> **What needs to be done**: Filter the data below down to the lines that contain the string "bride", and copy each matching line in full.

Items stored from a collection
----------
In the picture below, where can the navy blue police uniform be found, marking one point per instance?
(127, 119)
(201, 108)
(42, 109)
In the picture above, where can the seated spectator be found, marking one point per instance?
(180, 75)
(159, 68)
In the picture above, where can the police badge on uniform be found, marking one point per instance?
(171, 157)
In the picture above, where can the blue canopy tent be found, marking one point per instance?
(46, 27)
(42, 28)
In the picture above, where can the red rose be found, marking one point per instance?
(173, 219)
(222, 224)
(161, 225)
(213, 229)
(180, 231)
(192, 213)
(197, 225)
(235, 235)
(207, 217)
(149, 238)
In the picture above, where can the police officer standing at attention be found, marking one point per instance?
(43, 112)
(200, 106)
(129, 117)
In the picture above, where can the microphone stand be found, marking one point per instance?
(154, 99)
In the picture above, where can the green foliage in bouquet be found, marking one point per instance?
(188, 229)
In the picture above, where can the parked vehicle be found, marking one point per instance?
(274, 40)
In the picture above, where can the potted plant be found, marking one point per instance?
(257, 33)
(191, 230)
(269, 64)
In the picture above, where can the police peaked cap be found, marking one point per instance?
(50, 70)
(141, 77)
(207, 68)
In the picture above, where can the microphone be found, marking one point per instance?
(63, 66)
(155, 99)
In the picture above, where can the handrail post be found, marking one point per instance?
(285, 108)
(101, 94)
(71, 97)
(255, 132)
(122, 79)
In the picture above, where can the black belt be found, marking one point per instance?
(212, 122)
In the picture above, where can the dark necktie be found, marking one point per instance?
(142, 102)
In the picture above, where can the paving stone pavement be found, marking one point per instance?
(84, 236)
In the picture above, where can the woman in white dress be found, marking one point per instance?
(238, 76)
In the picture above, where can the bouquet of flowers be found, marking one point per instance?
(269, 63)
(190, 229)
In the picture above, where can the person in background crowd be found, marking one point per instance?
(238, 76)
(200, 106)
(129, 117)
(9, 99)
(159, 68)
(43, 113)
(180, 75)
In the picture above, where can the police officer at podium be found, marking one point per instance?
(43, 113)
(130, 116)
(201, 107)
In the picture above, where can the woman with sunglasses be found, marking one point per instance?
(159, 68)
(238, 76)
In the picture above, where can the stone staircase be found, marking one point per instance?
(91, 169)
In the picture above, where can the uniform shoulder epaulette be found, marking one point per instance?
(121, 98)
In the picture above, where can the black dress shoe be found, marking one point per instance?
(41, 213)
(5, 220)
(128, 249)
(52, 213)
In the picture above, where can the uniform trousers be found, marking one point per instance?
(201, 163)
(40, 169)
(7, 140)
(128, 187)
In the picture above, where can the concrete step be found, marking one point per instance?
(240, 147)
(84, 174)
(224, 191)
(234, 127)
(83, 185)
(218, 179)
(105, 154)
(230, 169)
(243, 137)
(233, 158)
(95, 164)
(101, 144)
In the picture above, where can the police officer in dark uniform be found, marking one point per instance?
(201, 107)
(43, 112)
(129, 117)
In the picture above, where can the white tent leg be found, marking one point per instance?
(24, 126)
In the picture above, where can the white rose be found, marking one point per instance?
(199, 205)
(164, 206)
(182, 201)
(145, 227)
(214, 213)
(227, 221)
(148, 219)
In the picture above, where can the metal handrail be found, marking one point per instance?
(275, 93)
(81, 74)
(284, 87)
----------
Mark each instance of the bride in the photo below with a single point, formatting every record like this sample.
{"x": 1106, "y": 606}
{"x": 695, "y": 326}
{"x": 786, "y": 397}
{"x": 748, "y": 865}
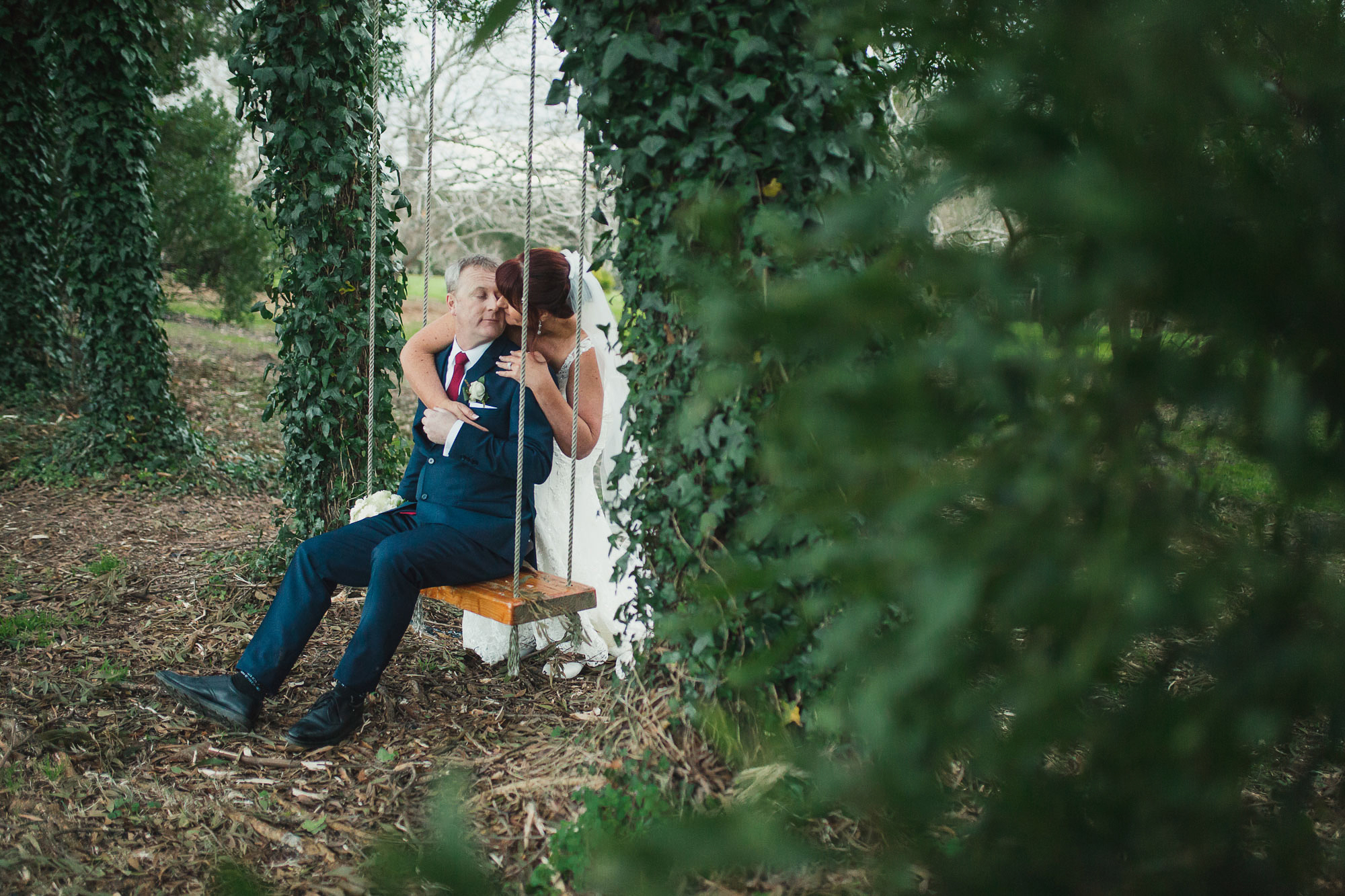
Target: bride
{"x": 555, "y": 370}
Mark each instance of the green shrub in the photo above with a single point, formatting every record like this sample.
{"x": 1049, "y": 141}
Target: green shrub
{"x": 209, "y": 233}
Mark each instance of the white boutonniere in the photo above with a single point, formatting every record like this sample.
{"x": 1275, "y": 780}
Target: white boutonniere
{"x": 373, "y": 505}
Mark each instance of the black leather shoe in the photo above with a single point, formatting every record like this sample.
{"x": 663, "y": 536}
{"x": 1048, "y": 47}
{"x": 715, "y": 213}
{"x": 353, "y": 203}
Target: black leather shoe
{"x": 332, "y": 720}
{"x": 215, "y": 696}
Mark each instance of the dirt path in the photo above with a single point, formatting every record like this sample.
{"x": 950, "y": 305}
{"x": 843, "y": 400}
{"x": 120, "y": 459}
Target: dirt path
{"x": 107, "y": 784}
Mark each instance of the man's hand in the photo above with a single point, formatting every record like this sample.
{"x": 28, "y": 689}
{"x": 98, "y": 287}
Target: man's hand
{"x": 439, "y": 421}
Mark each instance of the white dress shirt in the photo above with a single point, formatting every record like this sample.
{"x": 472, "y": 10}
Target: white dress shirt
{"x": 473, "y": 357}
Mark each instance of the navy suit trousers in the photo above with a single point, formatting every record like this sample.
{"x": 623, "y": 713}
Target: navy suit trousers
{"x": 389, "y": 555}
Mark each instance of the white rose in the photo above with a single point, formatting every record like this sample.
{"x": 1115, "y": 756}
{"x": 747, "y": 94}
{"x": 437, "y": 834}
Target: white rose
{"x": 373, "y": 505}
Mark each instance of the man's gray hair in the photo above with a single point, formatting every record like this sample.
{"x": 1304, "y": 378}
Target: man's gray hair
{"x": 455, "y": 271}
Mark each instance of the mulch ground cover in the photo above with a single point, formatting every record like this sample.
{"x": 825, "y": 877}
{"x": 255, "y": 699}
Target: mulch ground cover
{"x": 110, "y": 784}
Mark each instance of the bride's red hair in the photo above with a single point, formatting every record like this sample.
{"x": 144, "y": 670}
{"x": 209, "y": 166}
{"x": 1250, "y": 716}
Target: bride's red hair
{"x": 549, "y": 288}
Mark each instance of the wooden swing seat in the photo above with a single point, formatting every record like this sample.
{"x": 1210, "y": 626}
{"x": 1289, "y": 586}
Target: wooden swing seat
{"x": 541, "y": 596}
----------
> **Response to the task**:
Mark each instance of the bride in the photo below with a single point, formatting every record like this sample.
Target: bride
Mark each instance of the bride's red hair in the photo above with a single point, formatting every record like this sample.
Target: bride's red hair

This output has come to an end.